==== Stored records

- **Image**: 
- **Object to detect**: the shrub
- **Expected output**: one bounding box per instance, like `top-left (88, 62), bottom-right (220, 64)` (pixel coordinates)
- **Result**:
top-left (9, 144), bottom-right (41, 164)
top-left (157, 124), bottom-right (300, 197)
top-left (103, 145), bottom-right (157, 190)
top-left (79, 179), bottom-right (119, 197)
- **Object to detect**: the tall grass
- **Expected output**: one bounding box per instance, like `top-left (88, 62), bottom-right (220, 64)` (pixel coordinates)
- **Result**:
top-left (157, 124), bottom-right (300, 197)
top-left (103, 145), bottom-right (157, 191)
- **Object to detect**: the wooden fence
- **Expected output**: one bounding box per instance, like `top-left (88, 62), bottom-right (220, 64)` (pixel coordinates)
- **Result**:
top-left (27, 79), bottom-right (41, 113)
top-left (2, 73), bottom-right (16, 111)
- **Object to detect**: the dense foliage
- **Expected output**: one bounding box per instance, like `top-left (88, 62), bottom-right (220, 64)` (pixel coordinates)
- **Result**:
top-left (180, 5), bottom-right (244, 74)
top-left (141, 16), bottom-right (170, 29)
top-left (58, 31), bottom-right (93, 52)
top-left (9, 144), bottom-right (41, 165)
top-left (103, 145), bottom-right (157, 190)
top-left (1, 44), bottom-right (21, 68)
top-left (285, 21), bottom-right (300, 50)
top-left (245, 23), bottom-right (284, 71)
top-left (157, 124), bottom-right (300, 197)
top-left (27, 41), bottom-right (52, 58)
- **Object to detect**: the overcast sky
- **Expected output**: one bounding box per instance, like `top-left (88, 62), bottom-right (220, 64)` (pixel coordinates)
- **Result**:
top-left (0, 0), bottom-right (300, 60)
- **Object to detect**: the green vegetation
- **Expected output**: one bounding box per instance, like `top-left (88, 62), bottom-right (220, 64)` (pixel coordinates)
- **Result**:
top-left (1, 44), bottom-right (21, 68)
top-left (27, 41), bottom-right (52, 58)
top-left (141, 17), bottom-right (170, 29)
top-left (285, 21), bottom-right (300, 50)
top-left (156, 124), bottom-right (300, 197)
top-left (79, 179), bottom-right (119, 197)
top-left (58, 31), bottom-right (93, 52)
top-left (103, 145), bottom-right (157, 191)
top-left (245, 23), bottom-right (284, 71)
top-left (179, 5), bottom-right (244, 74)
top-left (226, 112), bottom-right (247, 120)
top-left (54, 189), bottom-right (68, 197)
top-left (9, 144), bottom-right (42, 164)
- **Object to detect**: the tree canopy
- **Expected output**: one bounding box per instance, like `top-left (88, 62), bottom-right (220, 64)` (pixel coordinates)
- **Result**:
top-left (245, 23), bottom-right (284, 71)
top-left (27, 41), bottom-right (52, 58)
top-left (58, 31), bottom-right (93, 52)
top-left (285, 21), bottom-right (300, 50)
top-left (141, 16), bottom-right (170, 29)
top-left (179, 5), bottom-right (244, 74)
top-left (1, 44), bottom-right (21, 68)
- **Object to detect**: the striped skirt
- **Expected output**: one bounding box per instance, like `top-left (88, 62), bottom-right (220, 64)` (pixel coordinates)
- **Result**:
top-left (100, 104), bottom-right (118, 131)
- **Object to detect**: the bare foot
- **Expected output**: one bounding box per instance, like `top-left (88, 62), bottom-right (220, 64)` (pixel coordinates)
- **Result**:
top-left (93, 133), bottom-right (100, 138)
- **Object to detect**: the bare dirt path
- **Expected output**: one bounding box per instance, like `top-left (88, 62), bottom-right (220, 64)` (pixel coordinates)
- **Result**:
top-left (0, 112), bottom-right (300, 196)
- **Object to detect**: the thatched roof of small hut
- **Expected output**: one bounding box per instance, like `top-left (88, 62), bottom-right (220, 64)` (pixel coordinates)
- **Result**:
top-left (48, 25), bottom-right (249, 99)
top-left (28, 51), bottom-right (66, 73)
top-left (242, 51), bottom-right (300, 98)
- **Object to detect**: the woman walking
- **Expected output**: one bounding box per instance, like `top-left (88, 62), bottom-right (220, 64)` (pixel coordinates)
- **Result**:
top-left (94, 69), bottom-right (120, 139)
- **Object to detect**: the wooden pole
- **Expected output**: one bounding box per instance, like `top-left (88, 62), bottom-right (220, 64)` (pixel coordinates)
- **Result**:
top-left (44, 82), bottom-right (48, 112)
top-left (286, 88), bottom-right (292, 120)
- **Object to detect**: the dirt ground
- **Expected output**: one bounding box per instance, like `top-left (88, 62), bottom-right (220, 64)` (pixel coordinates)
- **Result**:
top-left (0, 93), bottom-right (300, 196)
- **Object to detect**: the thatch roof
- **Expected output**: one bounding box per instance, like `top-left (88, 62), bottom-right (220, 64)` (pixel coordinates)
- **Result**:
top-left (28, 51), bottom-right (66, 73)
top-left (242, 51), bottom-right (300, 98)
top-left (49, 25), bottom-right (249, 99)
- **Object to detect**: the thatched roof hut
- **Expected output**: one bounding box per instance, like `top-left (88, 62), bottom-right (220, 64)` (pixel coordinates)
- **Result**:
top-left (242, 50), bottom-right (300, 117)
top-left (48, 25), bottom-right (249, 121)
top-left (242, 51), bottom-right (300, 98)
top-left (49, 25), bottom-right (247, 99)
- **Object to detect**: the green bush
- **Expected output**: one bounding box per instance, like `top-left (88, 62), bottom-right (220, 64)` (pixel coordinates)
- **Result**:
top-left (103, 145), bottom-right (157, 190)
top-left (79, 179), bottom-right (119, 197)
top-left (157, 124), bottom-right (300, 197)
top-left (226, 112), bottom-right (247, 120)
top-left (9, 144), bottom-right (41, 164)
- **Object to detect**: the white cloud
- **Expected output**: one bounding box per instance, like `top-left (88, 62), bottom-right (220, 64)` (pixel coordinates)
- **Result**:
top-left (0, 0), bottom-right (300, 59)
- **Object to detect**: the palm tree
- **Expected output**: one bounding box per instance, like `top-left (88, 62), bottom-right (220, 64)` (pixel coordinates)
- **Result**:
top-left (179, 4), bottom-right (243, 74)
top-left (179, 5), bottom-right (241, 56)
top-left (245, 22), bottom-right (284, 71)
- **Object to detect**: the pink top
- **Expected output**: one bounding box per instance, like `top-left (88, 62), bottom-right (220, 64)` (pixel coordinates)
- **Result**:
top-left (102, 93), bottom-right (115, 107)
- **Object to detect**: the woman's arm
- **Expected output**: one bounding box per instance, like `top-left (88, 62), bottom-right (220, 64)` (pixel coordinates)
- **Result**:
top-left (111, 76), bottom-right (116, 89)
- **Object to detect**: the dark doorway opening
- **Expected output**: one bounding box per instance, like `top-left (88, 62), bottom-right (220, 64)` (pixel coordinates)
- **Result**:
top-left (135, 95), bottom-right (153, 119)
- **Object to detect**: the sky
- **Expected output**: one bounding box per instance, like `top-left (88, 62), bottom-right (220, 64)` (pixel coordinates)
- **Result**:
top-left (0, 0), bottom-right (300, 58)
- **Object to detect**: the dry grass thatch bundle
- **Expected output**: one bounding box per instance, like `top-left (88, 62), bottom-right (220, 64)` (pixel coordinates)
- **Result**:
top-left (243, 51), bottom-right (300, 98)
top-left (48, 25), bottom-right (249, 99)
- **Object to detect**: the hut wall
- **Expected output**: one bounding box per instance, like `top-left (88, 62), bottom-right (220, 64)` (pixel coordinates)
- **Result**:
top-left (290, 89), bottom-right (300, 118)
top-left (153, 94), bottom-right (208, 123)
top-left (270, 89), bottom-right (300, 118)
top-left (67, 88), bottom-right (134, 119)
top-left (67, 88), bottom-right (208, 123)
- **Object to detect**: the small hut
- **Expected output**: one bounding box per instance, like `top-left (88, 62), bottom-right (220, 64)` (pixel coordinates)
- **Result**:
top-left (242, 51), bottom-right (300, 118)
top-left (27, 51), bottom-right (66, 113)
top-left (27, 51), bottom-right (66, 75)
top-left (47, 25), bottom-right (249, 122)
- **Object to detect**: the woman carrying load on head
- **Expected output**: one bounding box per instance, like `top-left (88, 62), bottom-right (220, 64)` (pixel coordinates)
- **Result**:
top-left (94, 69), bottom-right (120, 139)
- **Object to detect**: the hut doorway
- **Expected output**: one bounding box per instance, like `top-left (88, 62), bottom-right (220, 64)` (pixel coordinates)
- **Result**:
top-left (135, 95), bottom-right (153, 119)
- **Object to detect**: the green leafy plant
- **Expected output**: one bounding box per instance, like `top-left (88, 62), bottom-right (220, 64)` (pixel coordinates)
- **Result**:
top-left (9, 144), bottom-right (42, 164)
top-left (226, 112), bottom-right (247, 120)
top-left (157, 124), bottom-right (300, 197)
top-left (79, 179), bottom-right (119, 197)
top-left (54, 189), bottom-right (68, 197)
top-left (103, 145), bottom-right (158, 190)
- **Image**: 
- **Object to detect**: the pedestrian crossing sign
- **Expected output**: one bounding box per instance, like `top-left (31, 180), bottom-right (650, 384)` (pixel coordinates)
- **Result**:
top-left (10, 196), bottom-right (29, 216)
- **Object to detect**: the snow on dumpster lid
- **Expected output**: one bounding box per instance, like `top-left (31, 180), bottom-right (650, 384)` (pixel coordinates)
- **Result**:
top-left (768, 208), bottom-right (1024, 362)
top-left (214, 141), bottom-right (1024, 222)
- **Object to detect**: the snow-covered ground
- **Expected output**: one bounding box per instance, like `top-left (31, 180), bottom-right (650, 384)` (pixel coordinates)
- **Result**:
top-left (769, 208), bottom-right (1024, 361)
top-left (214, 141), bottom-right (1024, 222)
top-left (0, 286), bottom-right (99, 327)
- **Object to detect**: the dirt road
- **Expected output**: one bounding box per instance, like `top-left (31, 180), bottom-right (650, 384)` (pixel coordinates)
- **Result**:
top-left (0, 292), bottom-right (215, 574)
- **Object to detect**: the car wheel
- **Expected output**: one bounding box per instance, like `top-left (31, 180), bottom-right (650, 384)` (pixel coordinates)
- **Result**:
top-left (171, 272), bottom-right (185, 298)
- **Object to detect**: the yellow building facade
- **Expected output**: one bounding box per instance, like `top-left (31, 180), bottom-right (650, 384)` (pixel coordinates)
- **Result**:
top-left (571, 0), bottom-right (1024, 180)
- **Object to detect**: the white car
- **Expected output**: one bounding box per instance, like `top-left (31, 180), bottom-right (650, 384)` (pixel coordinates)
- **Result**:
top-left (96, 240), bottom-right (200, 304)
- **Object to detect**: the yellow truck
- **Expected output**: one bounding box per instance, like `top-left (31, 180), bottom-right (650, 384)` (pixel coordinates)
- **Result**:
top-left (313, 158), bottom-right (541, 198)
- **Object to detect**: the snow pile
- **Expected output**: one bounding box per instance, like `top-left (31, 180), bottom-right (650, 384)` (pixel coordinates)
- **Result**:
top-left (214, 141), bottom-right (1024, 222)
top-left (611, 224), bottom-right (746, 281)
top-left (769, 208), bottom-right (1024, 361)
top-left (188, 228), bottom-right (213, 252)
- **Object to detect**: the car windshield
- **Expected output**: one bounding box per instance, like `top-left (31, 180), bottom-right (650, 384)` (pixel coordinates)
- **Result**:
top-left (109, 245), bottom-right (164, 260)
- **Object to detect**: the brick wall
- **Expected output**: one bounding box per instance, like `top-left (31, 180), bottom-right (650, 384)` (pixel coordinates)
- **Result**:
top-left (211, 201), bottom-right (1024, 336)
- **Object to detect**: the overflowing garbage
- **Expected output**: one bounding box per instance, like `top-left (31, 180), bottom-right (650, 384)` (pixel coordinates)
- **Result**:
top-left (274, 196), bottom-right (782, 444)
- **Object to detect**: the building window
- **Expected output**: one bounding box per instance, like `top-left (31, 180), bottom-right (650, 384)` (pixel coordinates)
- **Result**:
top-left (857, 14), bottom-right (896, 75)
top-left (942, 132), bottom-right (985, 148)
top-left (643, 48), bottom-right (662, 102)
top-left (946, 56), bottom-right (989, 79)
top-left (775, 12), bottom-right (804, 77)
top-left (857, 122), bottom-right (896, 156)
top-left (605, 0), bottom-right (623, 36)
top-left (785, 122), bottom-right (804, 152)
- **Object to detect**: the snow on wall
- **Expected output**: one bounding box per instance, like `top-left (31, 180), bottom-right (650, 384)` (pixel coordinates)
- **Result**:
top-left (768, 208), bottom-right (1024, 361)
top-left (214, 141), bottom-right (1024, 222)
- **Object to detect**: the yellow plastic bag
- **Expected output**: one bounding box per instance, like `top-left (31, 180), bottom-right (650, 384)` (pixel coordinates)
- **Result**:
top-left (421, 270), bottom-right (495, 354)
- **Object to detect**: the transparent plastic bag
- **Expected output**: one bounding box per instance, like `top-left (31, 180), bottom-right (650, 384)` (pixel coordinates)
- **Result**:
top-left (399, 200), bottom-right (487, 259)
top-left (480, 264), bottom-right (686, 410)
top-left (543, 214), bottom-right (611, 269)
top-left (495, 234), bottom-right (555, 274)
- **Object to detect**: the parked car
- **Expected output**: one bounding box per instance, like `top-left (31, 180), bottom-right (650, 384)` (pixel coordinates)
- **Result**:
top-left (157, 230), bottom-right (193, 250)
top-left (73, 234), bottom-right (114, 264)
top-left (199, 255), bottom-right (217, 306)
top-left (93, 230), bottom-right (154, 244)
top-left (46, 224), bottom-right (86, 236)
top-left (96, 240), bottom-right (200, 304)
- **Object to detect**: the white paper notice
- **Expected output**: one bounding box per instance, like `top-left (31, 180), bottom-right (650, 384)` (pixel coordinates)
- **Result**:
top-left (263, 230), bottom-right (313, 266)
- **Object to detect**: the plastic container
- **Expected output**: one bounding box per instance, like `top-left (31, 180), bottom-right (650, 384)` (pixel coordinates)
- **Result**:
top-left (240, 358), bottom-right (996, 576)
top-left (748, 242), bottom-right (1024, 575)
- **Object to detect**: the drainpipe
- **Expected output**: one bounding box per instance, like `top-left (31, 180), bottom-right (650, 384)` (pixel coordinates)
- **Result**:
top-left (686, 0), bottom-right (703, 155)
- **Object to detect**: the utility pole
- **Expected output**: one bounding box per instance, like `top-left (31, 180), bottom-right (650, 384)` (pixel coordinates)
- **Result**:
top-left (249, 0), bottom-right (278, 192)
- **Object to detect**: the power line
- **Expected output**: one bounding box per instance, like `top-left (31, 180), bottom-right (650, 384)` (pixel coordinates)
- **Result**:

========

Work to do: Update the material between the line holding "- **Object to detect**: the green leafy plant" and the line holding "top-left (571, 0), bottom-right (1024, 180)", inclusive, replacing "dirt road" with "gravel road" and leaving all else unchanged. Give only those lines.

Complete answer:
- **Object to detect**: the green leafy plant
- **Expected output**: one bounding box per instance, like `top-left (88, 62), bottom-right (220, 64)` (pixel coordinates)
- **Result**:
top-left (9, 144), bottom-right (42, 164)
top-left (226, 112), bottom-right (247, 120)
top-left (157, 124), bottom-right (300, 197)
top-left (79, 179), bottom-right (119, 197)
top-left (54, 189), bottom-right (68, 197)
top-left (103, 145), bottom-right (158, 190)
- **Image**: 
- **Object to detect**: the pedestrian crossing sign
- **Expected output**: one bounding box per instance, like `top-left (31, 180), bottom-right (650, 384)` (pixel coordinates)
- **Result**:
top-left (10, 196), bottom-right (29, 216)
- **Object to detect**: the snow on dumpster lid
- **Expected output**: one bounding box per instance, like `top-left (31, 180), bottom-right (650, 384)` (pixel coordinates)
- **Result**:
top-left (768, 208), bottom-right (1024, 362)
top-left (214, 141), bottom-right (1024, 222)
- **Object to detect**: the snow-covered ground
- **Expected output**: one bounding box per instance, like `top-left (31, 180), bottom-right (650, 384)` (pixel coordinates)
- **Result**:
top-left (769, 208), bottom-right (1024, 361)
top-left (214, 141), bottom-right (1024, 222)
top-left (0, 286), bottom-right (99, 327)
- **Object to detect**: the gravel road
- **Expected output**: one bounding box per instance, like `top-left (31, 180), bottom-right (650, 384)` (pixel coordinates)
- **Result**:
top-left (0, 292), bottom-right (215, 574)
- **Object to detect**: the car wheel
- **Expected output**: one bounding box per instance, like `top-left (31, 180), bottom-right (650, 384)` (pixel coordinates)
- **Result**:
top-left (171, 272), bottom-right (185, 298)
- **Object to detect**: the yellow building facade
- **Expected output**: one bounding box per instance, like `top-left (31, 180), bottom-right (650, 384)` (pixel coordinates)
- **Result**:
top-left (571, 0), bottom-right (1024, 180)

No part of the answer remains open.